[Exercise goal] All of the listing, from first line to last, should be output exactly; the pictures stay out.

■ ■ ■ ■ ■

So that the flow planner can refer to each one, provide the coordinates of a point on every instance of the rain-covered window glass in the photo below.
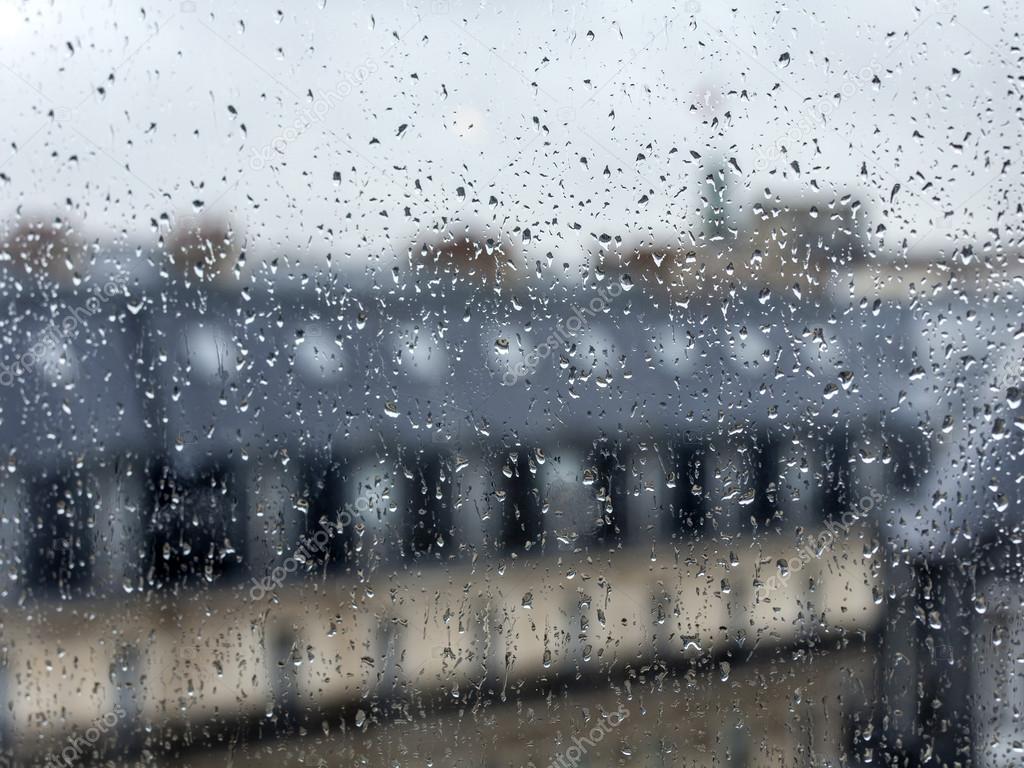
(554, 384)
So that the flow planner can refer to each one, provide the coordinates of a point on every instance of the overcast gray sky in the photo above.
(566, 114)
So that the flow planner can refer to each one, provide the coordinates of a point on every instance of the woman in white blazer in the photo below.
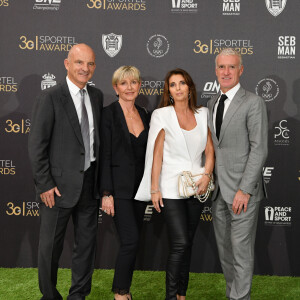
(177, 139)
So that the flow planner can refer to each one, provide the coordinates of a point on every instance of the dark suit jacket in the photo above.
(56, 148)
(117, 160)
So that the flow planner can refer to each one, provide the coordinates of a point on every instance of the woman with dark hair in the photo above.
(178, 137)
(124, 132)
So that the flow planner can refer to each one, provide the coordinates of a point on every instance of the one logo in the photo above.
(47, 4)
(268, 89)
(267, 173)
(210, 89)
(231, 8)
(112, 44)
(48, 81)
(286, 47)
(158, 45)
(275, 7)
(278, 216)
(184, 6)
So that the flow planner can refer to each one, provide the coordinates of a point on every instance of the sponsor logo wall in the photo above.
(155, 36)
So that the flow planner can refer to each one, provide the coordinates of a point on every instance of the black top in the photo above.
(139, 151)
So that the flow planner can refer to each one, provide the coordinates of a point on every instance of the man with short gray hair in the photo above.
(239, 126)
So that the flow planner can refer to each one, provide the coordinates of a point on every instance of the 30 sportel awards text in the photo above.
(47, 43)
(123, 5)
(215, 46)
(8, 84)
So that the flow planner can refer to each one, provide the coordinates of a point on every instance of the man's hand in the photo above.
(48, 197)
(240, 200)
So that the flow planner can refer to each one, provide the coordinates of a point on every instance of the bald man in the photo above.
(64, 153)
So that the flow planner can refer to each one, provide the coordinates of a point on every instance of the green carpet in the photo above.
(22, 284)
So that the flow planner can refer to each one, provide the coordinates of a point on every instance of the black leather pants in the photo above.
(182, 218)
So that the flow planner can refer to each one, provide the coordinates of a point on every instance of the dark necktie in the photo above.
(85, 131)
(219, 116)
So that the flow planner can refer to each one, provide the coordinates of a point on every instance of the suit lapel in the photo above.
(211, 112)
(234, 105)
(70, 110)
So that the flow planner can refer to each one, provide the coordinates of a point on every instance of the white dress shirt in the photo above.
(75, 94)
(230, 95)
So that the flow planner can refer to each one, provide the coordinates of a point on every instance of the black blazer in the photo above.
(117, 160)
(55, 145)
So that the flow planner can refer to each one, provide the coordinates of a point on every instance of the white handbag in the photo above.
(187, 186)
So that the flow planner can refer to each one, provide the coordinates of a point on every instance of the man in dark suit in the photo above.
(239, 126)
(64, 153)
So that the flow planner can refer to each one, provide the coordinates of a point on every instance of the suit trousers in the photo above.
(129, 215)
(235, 235)
(53, 225)
(182, 218)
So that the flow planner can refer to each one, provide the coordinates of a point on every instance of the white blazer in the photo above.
(176, 156)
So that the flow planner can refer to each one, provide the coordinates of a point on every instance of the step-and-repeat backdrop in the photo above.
(155, 36)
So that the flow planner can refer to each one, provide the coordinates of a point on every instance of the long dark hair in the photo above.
(165, 101)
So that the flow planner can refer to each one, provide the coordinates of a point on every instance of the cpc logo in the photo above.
(94, 4)
(200, 48)
(282, 130)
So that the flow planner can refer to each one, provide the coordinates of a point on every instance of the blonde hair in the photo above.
(126, 71)
(230, 51)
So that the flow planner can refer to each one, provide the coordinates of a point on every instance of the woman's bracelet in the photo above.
(154, 192)
(209, 175)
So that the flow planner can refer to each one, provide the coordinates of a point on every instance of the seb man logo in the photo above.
(22, 126)
(8, 84)
(26, 209)
(215, 46)
(136, 5)
(7, 167)
(47, 43)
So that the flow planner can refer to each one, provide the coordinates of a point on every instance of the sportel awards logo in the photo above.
(7, 167)
(4, 3)
(26, 209)
(281, 135)
(47, 43)
(286, 47)
(152, 88)
(231, 7)
(275, 7)
(210, 89)
(148, 213)
(214, 47)
(158, 45)
(8, 84)
(48, 81)
(268, 89)
(135, 5)
(184, 6)
(112, 44)
(280, 216)
(20, 127)
(47, 4)
(206, 215)
(267, 173)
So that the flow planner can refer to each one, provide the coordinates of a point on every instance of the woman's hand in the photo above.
(202, 184)
(157, 201)
(108, 205)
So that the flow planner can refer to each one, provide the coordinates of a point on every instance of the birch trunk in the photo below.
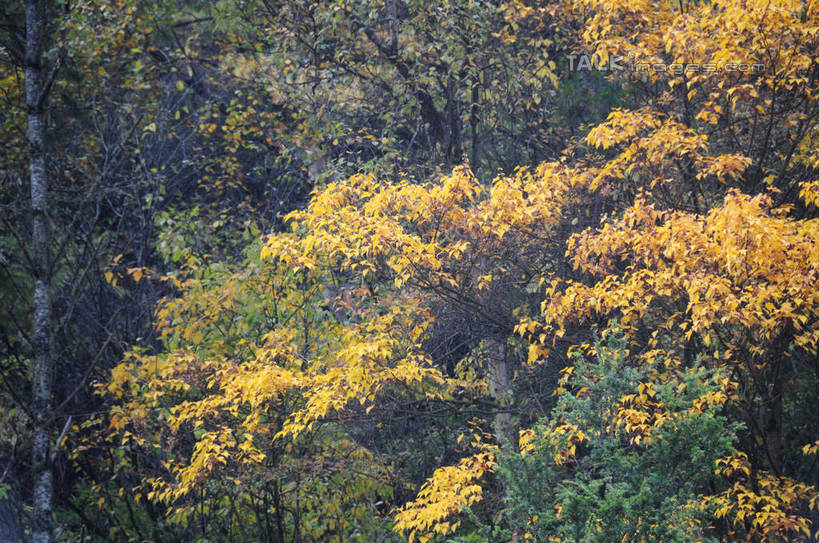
(42, 472)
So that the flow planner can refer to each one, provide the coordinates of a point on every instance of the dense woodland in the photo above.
(428, 271)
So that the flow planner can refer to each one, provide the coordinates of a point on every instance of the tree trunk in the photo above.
(41, 465)
(498, 376)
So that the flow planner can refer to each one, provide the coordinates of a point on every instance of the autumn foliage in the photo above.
(618, 340)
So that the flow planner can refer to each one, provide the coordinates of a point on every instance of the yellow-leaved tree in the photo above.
(391, 300)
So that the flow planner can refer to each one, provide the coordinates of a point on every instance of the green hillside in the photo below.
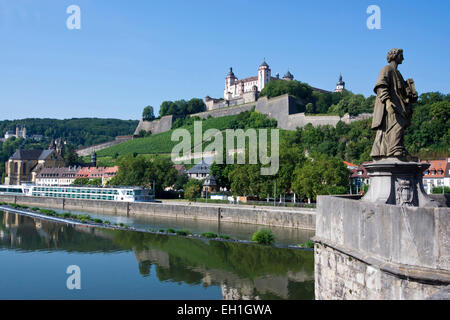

■ ■ ■ ■ ■

[Written response]
So that the flow planner can refer to each one, provide the coordinates of a point on every instance of the rain-covered window glass in the photo below.
(554, 384)
So that the flow planner can refer to each one, provide the coordinates of a point on every instance of the overcast gray sky in the photo above.
(566, 114)
So that the flow planner can refer to each one, provide the coordinates of a point on every instance of the woman in white blazer in the photo below.
(177, 139)
So that the flow planner can refer to each one, provide the coordinates of a point on every instance of the dark suit jacket in the photo above.
(56, 148)
(117, 160)
So that the flow planner can refer to each one, provide the coordinates of a point on every instance of the woman with dark hair in the photo above.
(178, 137)
(124, 132)
So that the flow planner can refer to each one, provide the coordinates of a point on every instance of the one logo in the photo above.
(47, 4)
(268, 89)
(267, 173)
(210, 89)
(231, 8)
(112, 44)
(48, 81)
(286, 47)
(158, 45)
(275, 7)
(278, 216)
(184, 6)
So that the flow planner can refer to each one, provide the coordinates of a point on every instance of the sponsor logo wall in the photo above.
(155, 36)
So that the flow planner can refer to each one, provide the coordinates of a point on every instance of the black top in the photo above.
(139, 151)
So that the flow planner can refer to each one, provide the coordinates of a point on every instance of the man with short gray hair in the photo above.
(239, 126)
So that the flow planner can refer to each one, provide the coordinates of a point on every instance of the 30 sportel awards text in the photo above.
(47, 43)
(123, 5)
(215, 46)
(8, 84)
So that the flow planner can refer to each one, provide the coordinates of a point on every instance of the man's hand in the photo above.
(48, 197)
(240, 200)
So that the flow planner can refer to each one, provide the coordinates of a point on every instance of the bald man in the photo above.
(64, 153)
So that the flow planner can refer to each one, provide the coordinates of a point on every instance of the green carpet in the photo above.
(22, 284)
So that the flow planner can refer to each one, provide the coordinates of a point on every instance of the black leather pants in the photo above.
(182, 218)
So that the flow planner can refer to each one, provide the coordinates of a point on every instance of the dark necktie in the photo above.
(85, 131)
(219, 116)
So that the flow planner can refer to each one, provide the coordinates of a point on every instance of the suit lapel in the photo above.
(211, 112)
(234, 105)
(70, 110)
So that the flow planner can refer to each one, provide the coordinates of a point on every instance of the white dress shirt in the photo above.
(75, 94)
(230, 95)
So that the flow planner can refer to each one, provide the coordinates of a point on every instance of the black blazer in the photo above.
(117, 160)
(55, 145)
So that the flow planner can refer to each one, provide the coordinates of a point on every instance of the white handbag in the photo above.
(187, 186)
So that the flow planner can refer to each one, provide the coordinates of a point on every instance of the man in dark suit in the photo above.
(239, 126)
(64, 153)
So that the flow planner can refer to each one, provide the coordinates of a point on every instance of the suit trousers in the photo above.
(129, 215)
(235, 235)
(53, 225)
(182, 218)
So that the flow planner can refer to each one, provide the coordinates of a point on every instance of the white blazer in the photo above.
(176, 156)
So that the flow planner can refer to each one, provide the coordinates of a point on every instance of the step-and-repeat backdrop in the photo above.
(155, 36)
So that the flow planner can refer to each one, provide the coordinates of a point on every instance of the long dark hair in the photo above.
(165, 101)
So that the flow planner can refer to each one, provide the coordinates of a point on every instance of the cpc logo in the photo above.
(94, 4)
(200, 48)
(282, 130)
So that the flow planner can refer to each one, provide the coordinates of a point on every instance of the blonde hair in the photo above.
(126, 71)
(230, 51)
So that the flow planner can refer to each one, provide the coordinates of a point on every instance of the woman's bracelet in the photo above.
(154, 192)
(209, 175)
So that the flow planner can refer to each one, provide the coordinates of a point on every instance of the seb man logo in the photo above.
(22, 126)
(8, 84)
(26, 209)
(215, 46)
(136, 5)
(7, 167)
(47, 43)
So that the flow planner can refer to each one, provide the coordinates of a point on every instance of the sportel awards logo in the photo above.
(7, 167)
(4, 3)
(26, 209)
(281, 135)
(47, 43)
(286, 47)
(152, 88)
(231, 7)
(275, 7)
(210, 89)
(148, 213)
(214, 47)
(158, 45)
(8, 84)
(48, 81)
(268, 89)
(135, 5)
(184, 6)
(112, 44)
(280, 216)
(20, 127)
(47, 4)
(206, 215)
(267, 173)
So that the flow planner can refer to each one, provide the coordinates of a point on every instance of the woman's hand in the photo above.
(202, 184)
(157, 201)
(108, 205)
So that the flow planner can refer to each one, provide the coordinates of a point on every instance of the birch trunk in the photo below.
(42, 472)
So that the flow planner can refer to each one, provide the coordinates of a point on every instance of the dense woodland in the photo above.
(428, 271)
So that the flow planner can refer to each one, provide the coordinates of a point on every instance of the tree trunk in the photo above.
(41, 465)
(498, 376)
So that the flow planner can refer to each one, provide the coordinates of a point on every instance of the autumn foliage in the photo above.
(618, 340)
So that the flow planner can refer to each one, provide the coordinates of a point on every instance of the yellow-leaved tree in the photo above.
(391, 300)
So that the flow planner can refer to each one, provide the coordinates of a point on every instance of the green hillside in the photo below.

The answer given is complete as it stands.